Rewrite the data below from its first line up to and including the line with "x=486, y=318", requests included, and scale every point coordinate in the answers by 1.5, rounding to whole numbers with halves going up. Give only those lines, and leave the pictures out.

▶ [Data in this exercise]
---------------

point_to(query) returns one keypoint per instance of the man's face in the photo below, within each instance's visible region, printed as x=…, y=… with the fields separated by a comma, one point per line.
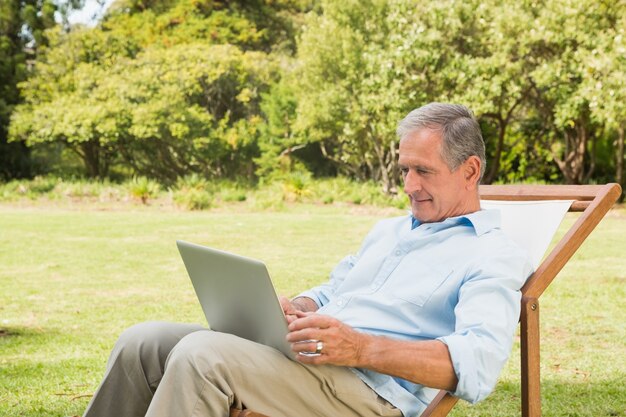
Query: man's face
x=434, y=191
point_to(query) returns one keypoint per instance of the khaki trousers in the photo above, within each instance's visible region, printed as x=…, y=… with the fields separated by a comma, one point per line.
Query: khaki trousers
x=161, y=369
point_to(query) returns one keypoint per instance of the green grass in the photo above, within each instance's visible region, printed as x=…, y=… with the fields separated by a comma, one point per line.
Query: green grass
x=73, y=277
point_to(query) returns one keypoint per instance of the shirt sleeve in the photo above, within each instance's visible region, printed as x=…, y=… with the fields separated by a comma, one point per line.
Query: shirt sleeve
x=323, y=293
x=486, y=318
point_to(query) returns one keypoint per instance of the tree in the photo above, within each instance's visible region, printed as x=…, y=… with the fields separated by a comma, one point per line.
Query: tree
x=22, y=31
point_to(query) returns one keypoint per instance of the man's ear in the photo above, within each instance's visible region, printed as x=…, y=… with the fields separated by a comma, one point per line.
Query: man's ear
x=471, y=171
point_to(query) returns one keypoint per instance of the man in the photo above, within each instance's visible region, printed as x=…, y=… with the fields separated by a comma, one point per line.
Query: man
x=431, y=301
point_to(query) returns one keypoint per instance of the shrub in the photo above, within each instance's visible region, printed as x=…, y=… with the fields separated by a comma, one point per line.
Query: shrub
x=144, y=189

---------------

▶ [Response to the task]
point_to(query) returns one keypoint per instance of the man's face in the photo below, within each instance's visible region, printed as x=…, y=… with the fields separated by a comma, one point per line.
Query: man's face
x=651, y=287
point_to(query) returns one keypoint per instance of the khaki trousers in the photo above, within each instance's visible region, printed as x=…, y=… with the fields separated by a comma, one point per line.
Query: khaki trousers
x=242, y=554
point_to(query) returns one keypoint per instance of the green grass in the photo above, within each instance's visible region, printed as x=…, y=… with the fields separated by a comma, one point per line.
Query: green grass
x=110, y=416
point_to(query) returns one keypoint per instance of the shirt sleeve in the photo above, within each instance's visible region, printed as x=…, y=… with the fields separated by a comma, one point per line.
Query: shirt sleeve
x=485, y=440
x=729, y=477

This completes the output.